TEXT TO READ:
......

# engine stalls after 20 min. and won't restart



## loweyj (Jul 6, 2004)

I have a briggs and stratton 3.5 HP lawn mower and after 15-20 minutes the mower stalls and won't restart for an hour or so. I have replaced the plug, but to no avail. 

Can anyone help with suggestions on what to look for now?


----------



## doctorslotcar (Jul 25, 2004)

possible coil-- check with dvom to spec check valve lash hot---


----------



## davev (Mar 30, 2004)

if you have a condensor on your engine, it 's possible that once the failing condensor gets hot, it shorts to ground, thus preventing spark until it cools down. The condensor is a small silver can that's part of the ignition system.


----------



## 79t/a (Aug 24, 2004)

this happened to me it might not seem like it but it is the carb clening it might not help but a new carb will


----------



## bullrun (Aug 20, 2004)

have spark in a plug or is a fuel problem. maybe only have the fuel cup hole block.


----------



## bugman (Aug 12, 2004)

one thing on plugs don't use champion sparkplugs they are @#$%


----------



## 79t/a (Aug 24, 2004)

im tellin ya either clean or buy a new carb it will run fine also is it a craftsman because their yard equipment is usually garbage but their tools r good but anyway i was working on 1 the other day and it had a plastic carburater which is sad


----------



## bugman (Aug 12, 2004)

usually those small engines have plastic carb's to make the engine less expensive so it would be nothing to replace them. i had asked one time about replacing an all metal one on a riding mower no resemblance but it was about $190.00 thats why there plastic on those small ones. as for craftsmen mowers yeah there cheap but they have a fix it or replace it warrenty   so if replacing the carb doesn't do it get it checked out


----------



## bugman (Aug 12, 2004)

oh! try an autolite plug in it if you allready have one it might be the carb


----------



## 79t/a (Aug 24, 2004)

is the mower green cause we had this happen on a green craftsman 3.75 with a b/s and it was the carb also is should be crapsman


----------



## Guest (Aug 27, 2004)

Is it a pulsa jet carb or a vacuject carb....sounds like a carb problem but I would not hurry out to buy a new one


----------



## Guest (Aug 27, 2004)

Sorry last post was for a Tecumseh but hope it helps someone out


----------

......

Object outline annotations:
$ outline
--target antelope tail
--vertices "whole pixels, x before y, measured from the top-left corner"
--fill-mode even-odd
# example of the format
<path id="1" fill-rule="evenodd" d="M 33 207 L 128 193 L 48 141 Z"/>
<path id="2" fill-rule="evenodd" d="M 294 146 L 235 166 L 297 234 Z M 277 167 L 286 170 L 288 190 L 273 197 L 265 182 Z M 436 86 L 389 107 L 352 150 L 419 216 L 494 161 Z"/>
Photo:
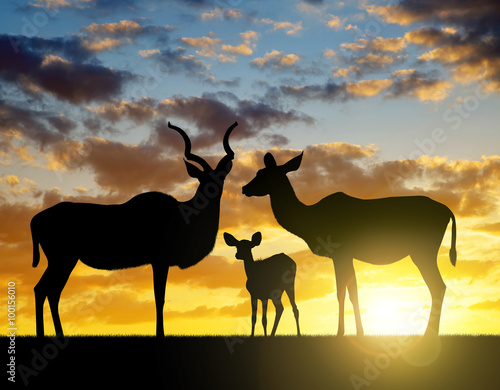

......

PROBLEMS TO WORK ON:
**1.** List every distinct poster name in the mower thread once, in the order each first appears.
**2.** Answer these questions from the mower thread, one per line:
(a) What horsepower does the first post give for the lawn mower?
(b) How does davev describe the condensor?
(c) What price does bugman give for replacing an all-metal carb on a riding mower?

EXERCISE RESPONSES:
**1.**
loweyj
doctorslotcar
davev
79t/a
bullrun
bugman
Guest

**2.**
(a) 3.5 HP
(b) A small silver can that is part of the ignition system
(c) About $190.00